● **OBJECTIVE**
Copy every line of the listing below that contains the word "wooden". Case counts.
----------
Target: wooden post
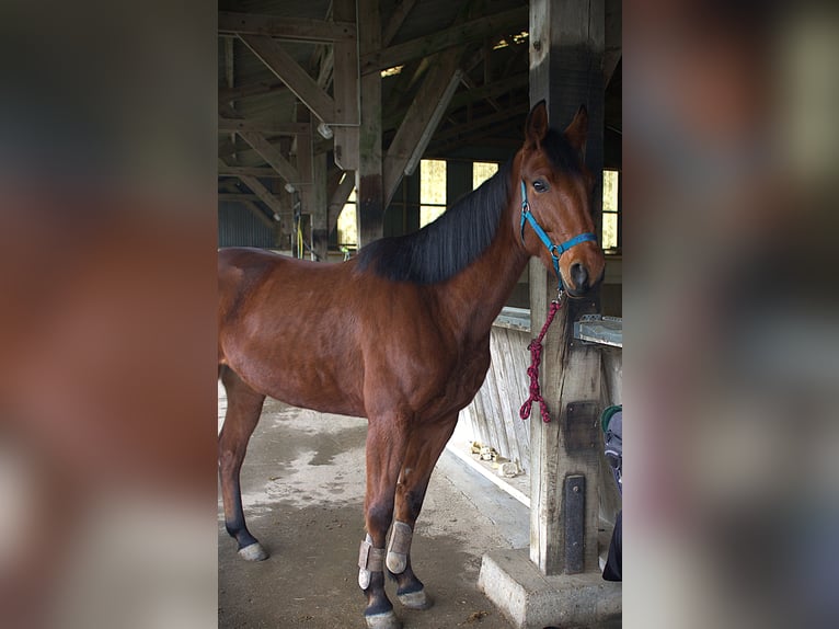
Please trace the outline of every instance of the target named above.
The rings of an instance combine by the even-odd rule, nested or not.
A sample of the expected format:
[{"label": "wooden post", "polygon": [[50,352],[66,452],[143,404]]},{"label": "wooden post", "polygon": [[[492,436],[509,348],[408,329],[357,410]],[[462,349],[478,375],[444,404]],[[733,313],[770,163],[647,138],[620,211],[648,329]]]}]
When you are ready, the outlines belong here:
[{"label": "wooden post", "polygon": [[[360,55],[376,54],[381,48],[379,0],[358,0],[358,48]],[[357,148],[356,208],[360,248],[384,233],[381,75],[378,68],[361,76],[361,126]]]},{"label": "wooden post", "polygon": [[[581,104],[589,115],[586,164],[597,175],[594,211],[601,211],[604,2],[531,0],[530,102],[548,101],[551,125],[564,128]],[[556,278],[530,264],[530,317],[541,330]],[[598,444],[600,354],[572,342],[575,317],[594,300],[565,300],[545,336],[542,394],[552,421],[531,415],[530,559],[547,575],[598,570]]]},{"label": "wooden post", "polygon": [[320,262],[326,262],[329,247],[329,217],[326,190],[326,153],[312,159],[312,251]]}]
----------
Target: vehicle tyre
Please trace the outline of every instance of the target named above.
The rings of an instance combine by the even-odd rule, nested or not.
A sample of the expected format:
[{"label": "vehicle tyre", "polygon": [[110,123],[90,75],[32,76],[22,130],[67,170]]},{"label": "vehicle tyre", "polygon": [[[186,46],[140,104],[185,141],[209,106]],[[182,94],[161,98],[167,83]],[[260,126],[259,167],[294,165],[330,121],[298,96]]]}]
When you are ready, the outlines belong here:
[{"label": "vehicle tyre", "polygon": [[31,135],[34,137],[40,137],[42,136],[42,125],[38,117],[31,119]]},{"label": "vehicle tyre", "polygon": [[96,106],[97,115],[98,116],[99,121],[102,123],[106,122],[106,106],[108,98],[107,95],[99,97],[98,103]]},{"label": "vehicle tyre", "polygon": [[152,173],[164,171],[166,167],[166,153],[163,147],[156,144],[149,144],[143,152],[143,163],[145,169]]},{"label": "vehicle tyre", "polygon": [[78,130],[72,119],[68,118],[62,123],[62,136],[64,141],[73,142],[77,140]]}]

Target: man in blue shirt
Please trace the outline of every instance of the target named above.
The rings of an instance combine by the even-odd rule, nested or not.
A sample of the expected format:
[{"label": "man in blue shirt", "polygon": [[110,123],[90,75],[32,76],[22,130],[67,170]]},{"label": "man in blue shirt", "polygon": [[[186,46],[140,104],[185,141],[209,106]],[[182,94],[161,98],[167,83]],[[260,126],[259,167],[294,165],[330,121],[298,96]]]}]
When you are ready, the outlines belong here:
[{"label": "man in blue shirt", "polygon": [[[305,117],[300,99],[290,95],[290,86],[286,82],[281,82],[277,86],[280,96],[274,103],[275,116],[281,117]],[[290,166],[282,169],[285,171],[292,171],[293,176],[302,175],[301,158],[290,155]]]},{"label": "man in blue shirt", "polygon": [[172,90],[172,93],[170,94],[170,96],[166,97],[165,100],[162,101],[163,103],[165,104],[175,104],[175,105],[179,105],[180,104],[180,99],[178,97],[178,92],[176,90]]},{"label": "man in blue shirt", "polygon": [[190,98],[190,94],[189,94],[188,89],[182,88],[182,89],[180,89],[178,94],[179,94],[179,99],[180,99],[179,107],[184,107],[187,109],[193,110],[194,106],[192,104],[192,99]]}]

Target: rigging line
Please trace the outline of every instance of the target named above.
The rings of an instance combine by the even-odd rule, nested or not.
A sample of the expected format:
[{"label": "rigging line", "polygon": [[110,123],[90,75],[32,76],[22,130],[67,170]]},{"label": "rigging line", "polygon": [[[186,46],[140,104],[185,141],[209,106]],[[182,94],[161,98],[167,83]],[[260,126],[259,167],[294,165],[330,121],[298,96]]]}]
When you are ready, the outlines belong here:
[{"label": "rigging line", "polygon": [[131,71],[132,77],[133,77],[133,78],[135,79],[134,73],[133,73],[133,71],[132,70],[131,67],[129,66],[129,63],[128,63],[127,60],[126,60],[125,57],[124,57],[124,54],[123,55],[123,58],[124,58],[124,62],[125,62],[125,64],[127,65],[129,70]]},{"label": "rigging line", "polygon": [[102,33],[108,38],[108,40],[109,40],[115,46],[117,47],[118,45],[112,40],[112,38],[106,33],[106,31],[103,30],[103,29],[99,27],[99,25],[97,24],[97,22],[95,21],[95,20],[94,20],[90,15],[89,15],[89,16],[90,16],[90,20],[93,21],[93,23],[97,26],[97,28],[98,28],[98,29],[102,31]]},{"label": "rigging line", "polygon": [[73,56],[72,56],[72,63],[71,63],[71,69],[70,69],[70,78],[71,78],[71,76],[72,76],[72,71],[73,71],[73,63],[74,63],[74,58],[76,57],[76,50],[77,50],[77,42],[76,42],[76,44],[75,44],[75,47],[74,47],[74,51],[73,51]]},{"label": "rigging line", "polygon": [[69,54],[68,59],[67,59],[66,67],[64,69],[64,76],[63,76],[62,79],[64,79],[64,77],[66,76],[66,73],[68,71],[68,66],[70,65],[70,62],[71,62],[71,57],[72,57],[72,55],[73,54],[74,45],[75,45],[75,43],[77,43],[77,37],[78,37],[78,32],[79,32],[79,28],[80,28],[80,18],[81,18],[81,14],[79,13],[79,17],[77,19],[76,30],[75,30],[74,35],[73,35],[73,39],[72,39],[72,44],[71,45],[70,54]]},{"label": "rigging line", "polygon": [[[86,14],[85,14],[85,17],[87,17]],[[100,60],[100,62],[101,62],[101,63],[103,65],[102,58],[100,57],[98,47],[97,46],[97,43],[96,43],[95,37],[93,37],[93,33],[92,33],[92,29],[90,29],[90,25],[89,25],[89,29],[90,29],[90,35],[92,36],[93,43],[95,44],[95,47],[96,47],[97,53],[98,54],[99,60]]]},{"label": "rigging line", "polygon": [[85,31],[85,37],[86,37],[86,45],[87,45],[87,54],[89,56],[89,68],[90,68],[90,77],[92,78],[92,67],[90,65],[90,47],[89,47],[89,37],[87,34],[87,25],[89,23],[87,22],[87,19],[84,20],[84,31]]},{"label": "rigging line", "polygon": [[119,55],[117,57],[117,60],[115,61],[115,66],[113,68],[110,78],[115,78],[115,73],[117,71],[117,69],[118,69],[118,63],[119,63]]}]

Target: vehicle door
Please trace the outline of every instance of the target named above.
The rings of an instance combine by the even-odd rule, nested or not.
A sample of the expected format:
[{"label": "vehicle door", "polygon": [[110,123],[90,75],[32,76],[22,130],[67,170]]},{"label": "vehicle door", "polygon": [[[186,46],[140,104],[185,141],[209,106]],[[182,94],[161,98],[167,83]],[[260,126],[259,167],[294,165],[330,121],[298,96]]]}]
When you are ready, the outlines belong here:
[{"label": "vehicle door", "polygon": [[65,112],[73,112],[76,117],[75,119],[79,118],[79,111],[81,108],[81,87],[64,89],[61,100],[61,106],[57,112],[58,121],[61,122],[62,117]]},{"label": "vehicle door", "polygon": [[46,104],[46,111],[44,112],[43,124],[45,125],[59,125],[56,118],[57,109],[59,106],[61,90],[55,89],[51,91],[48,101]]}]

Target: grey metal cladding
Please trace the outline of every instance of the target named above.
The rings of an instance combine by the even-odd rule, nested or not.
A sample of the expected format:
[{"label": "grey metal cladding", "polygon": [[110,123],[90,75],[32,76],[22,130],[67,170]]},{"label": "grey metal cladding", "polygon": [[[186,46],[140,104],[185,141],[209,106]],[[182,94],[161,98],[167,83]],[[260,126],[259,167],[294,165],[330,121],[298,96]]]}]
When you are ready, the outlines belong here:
----------
● **COMPLETE OUTPUT**
Target: wooden post
[{"label": "wooden post", "polygon": [[50,352],[66,452],[143,404]]},{"label": "wooden post", "polygon": [[[492,436],[509,348],[408,329],[357,410]],[[462,349],[478,375],[444,404]],[[733,313],[770,163],[647,138],[620,211],[648,329]]]}]
[{"label": "wooden post", "polygon": [[[360,55],[376,54],[381,48],[379,0],[358,0],[358,48]],[[357,148],[356,208],[360,248],[384,233],[381,75],[378,68],[361,76],[361,126]]]},{"label": "wooden post", "polygon": [[[581,104],[589,115],[586,164],[597,175],[594,211],[601,211],[604,2],[531,0],[530,102],[548,101],[551,125],[564,128]],[[556,278],[530,264],[530,317],[541,330]],[[598,444],[600,354],[572,342],[575,317],[594,300],[565,300],[545,336],[542,394],[552,421],[531,415],[530,559],[547,575],[598,570]]]},{"label": "wooden post", "polygon": [[320,262],[326,262],[329,247],[329,217],[326,190],[326,153],[312,159],[312,251]]}]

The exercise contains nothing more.